■ Verilen metin ■
Müzikolojik yaklaşımla yapılan ve profesyonel müzikbilimcilerin, sanatçı, besteci ve yorumcuların algılayacağı, profesyonel bir eleştiri şeklidir. Bu eleştiri biçiminde ilk kez seslendirilen bir yapıtsa çağın ölçütlerine göre bir değerlendirmeyle tanıtılabilir. Yorumcuyu müzikbilimsel çözümlemede belli teknik terimler içinde, onun yeteneği, çalgısındaki kolaylığı, ritim duygusu, tempoları, dinamikleri, piyanistse tuşesi, violinist veya çellistse yay tekniği; anlatımı, besteciye yakışan cümle kuruş tarzı, çalgısına hâkimiyeti, şarkı söyleme gücü, yüreğindekini sese dönüştürme yetisi anlatılabilir. Müzikbilimsel eleştiride, başka hiçbir sanat dalında olmayan kendi dünyasına kapalı müzik terimleri geçerlidir (Kerman, 1985).

■ Görev 1 ■
Kayıtların ilk satırıyla başlayıp "(1000, 171)" içeren satırla biten kısmı, iki uç da dahil olmak üzere aynen tekrar yazın.
Metin ile kayıtlar birbirinden bağımsız iki ayrı malzemedir.

■ Verilen kayıtlar ■
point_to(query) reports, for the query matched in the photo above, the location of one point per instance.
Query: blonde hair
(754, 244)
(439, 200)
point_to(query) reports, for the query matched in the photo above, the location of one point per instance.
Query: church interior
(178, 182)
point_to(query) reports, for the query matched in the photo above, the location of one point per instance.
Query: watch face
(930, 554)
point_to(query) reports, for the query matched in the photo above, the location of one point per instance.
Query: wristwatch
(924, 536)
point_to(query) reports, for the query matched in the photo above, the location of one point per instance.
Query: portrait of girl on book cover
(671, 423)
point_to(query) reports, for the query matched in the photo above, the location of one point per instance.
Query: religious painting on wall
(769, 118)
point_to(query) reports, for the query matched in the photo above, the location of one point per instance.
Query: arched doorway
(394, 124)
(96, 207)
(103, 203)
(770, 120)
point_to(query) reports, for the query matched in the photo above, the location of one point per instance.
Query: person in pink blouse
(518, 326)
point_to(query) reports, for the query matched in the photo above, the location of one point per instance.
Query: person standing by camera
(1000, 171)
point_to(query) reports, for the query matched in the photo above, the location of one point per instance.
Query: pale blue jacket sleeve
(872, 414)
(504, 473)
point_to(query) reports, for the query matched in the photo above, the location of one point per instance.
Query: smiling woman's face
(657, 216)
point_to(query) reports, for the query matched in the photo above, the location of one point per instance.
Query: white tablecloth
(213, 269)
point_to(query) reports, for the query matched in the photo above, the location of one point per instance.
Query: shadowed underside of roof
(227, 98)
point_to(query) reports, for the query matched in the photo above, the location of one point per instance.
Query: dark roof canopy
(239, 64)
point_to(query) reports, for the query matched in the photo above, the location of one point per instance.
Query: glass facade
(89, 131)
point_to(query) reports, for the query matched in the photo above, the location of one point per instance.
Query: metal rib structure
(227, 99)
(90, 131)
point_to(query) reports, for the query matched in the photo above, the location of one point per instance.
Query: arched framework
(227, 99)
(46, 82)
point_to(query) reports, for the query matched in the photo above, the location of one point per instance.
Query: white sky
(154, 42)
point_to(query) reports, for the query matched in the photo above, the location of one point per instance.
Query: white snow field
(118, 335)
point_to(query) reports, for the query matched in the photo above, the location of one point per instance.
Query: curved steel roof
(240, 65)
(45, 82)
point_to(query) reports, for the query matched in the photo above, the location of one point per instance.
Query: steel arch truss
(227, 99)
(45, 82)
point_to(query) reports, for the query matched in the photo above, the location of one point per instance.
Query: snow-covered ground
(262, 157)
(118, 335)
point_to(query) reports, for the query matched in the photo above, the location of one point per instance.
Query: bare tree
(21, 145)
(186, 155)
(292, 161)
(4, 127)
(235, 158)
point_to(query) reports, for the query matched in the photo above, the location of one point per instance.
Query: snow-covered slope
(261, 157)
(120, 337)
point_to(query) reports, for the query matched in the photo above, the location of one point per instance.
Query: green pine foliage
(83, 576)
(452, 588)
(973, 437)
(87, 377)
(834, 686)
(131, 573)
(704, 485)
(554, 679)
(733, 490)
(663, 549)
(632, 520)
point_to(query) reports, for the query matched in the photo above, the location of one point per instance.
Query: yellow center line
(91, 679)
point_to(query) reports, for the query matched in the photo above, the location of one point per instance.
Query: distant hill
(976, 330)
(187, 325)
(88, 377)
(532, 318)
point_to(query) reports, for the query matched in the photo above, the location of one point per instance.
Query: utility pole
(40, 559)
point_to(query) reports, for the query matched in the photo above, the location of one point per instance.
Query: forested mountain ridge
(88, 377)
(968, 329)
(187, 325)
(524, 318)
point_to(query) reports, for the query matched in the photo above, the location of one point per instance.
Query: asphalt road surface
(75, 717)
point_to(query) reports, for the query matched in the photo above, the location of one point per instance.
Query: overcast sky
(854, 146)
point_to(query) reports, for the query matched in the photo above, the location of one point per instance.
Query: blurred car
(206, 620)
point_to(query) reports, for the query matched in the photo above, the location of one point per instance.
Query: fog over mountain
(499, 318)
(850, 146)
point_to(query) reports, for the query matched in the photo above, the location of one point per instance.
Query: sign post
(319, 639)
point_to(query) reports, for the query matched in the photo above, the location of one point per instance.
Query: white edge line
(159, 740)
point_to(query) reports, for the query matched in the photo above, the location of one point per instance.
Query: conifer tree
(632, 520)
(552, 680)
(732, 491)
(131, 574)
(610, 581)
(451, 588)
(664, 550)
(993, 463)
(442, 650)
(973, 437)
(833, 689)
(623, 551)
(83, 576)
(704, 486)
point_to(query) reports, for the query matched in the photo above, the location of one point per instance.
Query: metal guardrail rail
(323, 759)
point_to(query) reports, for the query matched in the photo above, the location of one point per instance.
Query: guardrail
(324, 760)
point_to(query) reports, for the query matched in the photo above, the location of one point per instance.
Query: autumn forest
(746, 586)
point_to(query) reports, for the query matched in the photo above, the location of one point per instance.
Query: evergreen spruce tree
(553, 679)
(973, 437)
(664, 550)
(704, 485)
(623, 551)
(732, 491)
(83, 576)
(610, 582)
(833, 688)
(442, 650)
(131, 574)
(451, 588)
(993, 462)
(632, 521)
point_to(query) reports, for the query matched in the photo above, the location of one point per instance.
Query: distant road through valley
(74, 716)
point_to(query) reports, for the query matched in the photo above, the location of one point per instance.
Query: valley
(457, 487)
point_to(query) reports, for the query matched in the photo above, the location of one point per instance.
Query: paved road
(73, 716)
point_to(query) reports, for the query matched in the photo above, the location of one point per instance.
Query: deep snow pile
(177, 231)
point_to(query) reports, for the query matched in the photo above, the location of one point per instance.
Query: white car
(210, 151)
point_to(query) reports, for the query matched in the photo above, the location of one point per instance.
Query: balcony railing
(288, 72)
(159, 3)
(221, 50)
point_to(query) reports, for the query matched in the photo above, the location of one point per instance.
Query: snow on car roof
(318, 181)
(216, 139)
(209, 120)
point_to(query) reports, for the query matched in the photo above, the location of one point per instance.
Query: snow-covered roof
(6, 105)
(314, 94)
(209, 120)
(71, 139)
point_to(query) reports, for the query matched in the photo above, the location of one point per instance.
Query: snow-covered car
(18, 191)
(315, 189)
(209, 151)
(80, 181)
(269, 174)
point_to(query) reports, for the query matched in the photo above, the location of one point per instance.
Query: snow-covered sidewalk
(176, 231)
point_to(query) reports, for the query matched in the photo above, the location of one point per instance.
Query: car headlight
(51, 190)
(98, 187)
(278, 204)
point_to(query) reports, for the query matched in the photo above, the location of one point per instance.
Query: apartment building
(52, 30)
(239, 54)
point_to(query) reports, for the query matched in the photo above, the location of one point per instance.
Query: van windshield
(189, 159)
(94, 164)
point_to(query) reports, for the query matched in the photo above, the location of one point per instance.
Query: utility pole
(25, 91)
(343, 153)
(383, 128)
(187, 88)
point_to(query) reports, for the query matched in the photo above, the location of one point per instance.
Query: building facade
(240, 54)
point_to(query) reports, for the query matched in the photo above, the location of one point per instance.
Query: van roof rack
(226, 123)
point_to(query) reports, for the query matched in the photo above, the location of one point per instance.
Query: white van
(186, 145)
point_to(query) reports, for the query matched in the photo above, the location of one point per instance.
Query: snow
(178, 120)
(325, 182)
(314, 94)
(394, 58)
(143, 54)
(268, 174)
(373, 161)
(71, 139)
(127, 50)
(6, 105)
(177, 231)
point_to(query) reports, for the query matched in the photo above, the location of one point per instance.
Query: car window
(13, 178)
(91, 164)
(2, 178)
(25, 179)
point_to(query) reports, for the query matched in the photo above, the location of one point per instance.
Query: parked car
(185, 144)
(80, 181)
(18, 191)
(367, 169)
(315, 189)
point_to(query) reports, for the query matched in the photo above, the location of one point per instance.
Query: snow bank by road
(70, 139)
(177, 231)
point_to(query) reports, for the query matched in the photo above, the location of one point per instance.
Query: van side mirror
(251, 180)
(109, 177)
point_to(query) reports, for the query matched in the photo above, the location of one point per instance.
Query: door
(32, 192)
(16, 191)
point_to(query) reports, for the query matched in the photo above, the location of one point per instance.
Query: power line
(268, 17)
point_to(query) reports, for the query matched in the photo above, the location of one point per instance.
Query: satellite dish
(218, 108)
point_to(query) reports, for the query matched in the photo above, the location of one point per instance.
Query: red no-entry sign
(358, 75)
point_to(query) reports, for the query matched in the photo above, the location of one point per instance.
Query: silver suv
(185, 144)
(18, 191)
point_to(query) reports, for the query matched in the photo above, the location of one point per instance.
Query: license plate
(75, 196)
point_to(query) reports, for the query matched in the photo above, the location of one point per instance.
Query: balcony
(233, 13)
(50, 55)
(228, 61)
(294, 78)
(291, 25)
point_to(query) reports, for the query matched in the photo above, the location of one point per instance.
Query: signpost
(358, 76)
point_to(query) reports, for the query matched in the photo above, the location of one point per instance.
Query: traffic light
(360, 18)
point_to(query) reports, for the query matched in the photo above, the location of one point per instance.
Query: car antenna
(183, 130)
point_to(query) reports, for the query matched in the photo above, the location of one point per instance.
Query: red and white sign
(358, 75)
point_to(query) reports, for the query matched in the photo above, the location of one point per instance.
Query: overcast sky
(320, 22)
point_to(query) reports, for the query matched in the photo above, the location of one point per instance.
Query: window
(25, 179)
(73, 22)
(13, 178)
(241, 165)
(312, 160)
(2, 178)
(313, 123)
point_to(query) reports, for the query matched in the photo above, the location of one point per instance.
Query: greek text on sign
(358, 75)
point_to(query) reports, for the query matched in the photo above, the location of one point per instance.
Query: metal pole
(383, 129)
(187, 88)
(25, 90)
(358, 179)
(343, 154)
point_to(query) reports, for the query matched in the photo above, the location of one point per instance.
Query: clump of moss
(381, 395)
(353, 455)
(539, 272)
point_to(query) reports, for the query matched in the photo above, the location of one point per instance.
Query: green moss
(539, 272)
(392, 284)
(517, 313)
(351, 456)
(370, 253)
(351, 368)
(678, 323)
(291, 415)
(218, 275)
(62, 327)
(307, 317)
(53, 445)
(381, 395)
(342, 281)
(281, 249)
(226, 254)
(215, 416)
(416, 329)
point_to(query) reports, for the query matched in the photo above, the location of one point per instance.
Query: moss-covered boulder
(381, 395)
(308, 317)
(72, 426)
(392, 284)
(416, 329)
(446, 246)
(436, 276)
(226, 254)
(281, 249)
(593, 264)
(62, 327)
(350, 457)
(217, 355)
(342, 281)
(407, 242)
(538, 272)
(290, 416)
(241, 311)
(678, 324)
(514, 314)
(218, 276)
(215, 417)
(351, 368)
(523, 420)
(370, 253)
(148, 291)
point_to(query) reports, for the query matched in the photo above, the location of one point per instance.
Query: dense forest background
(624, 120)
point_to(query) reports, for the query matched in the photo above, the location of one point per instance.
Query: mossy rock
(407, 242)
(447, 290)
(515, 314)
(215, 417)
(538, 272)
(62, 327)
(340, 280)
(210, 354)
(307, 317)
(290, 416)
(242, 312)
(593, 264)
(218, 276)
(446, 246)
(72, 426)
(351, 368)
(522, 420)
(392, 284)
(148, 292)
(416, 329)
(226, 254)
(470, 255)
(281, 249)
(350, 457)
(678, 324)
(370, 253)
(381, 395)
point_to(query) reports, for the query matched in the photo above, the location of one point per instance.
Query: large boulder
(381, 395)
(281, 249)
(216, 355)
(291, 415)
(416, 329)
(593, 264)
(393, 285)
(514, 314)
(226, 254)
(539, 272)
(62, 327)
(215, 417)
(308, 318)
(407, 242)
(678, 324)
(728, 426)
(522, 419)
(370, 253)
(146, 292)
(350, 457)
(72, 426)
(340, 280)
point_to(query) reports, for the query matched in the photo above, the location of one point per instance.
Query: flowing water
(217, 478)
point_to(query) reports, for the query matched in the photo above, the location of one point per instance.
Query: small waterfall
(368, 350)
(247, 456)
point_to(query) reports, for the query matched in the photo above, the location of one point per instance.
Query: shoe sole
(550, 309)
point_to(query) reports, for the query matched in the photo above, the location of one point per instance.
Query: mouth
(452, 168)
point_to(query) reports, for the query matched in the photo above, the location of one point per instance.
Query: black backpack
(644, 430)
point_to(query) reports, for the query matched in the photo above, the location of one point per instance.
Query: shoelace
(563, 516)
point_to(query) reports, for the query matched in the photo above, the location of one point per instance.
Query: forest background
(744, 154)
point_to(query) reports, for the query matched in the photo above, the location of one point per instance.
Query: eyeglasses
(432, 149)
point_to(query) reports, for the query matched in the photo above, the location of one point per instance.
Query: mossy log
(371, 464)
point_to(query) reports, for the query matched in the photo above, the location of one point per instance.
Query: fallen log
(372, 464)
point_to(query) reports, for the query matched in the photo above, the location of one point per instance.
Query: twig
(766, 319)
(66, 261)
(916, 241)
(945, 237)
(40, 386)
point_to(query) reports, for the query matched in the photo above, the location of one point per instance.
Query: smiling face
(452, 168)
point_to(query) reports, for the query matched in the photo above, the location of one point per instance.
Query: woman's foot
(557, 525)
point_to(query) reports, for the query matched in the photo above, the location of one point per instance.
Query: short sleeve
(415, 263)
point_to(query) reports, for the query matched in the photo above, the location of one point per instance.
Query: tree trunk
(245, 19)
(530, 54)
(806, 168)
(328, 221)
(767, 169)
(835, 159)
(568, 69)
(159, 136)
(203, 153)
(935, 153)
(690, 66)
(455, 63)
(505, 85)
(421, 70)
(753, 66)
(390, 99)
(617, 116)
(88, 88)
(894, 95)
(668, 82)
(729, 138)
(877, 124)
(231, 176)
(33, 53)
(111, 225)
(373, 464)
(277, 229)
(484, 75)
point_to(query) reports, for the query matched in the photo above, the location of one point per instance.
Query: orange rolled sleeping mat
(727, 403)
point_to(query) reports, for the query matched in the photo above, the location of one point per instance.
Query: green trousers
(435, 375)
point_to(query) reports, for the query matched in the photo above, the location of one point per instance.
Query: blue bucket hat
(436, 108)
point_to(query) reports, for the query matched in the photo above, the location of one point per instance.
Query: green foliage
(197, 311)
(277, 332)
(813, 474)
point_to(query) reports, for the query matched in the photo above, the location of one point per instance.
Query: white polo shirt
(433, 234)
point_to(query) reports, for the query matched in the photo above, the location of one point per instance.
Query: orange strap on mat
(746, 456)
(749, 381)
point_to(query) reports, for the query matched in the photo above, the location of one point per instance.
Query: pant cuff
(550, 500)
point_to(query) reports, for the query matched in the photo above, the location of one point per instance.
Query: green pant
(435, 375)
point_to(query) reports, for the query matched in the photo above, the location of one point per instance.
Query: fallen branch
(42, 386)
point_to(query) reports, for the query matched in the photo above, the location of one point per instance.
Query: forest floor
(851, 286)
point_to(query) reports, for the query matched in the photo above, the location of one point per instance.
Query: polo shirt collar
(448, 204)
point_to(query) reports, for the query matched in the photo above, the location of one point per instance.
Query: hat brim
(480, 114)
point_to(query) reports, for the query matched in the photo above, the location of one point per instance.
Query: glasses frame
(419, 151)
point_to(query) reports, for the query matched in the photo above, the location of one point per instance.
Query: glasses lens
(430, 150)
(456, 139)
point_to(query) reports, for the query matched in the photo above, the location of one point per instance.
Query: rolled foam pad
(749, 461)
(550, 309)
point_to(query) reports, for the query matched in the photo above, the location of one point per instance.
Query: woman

■ Görev 2 ■
Müzik eleştirisi üzerine olan metinden, "Müzikolojik yaklaşımla yapılan" sözcüklerini içeren yerle başlayıp "geçerlidir (Kerman, 1985)." ile biten kısmı aynen alıntılayın.

■ Doğru çıktı 1 ■
point_to(query) reports, for the query matched in the photo above, the location of one point per instance.
Query: blonde hair
(754, 244)
(439, 200)
point_to(query) reports, for the query matched in the photo above, the location of one point per instance.
Query: church interior
(178, 182)
point_to(query) reports, for the query matched in the photo above, the location of one point per instance.
Query: watch face
(930, 554)
point_to(query) reports, for the query matched in the photo above, the location of one point per instance.
Query: wristwatch
(924, 536)
point_to(query) reports, for the query matched in the photo above, the location of one point per instance.
Query: portrait of girl on book cover
(671, 423)
point_to(query) reports, for the query matched in the photo above, the location of one point per instance.
Query: religious painting on wall
(769, 118)
point_to(query) reports, for the query matched in the photo above, the location of one point per instance.
Query: arched doorway
(394, 124)
(96, 207)
(103, 203)
(770, 120)
point_to(query) reports, for the query matched in the photo above, the location of one point per instance.
Query: person in pink blouse
(518, 326)
point_to(query) reports, for the query matched in the photo above, the location of one point per instance.
Query: person standing by camera
(1000, 171)

■ Doğru çıktı 2 ■
Müzikolojik yaklaşımla yapılan ve profesyonel müzikbilimcilerin, sanatçı, besteci ve yorumcuların algılayacağı, profesyonel bir eleştiri şeklidir. Bu eleştiri biçiminde ilk kez seslendirilen bir yapıtsa çağın ölçütlerine göre bir değerlendirmeyle tanıtılabilir. Yorumcuyu müzikbilimsel çözümlemede belli teknik terimler içinde, onun yeteneği, çalgısındaki kolaylığı, ritim duygusu, tempoları, dinamikleri, piyanistse tuşesi, violinist veya çellistse yay tekniği; anlatımı, besteciye yakışan cümle kuruş tarzı, çalgısına hâkimiyeti, şarkı söyleme gücü, yüreğindekini sese dönüştürme yetisi anlatılabilir. Müzikbilimsel eleştiride, başka hiçbir sanat dalında olmayan kendi dünyasına kapalı müzik terimleri geçerlidir (Kerman, 1985).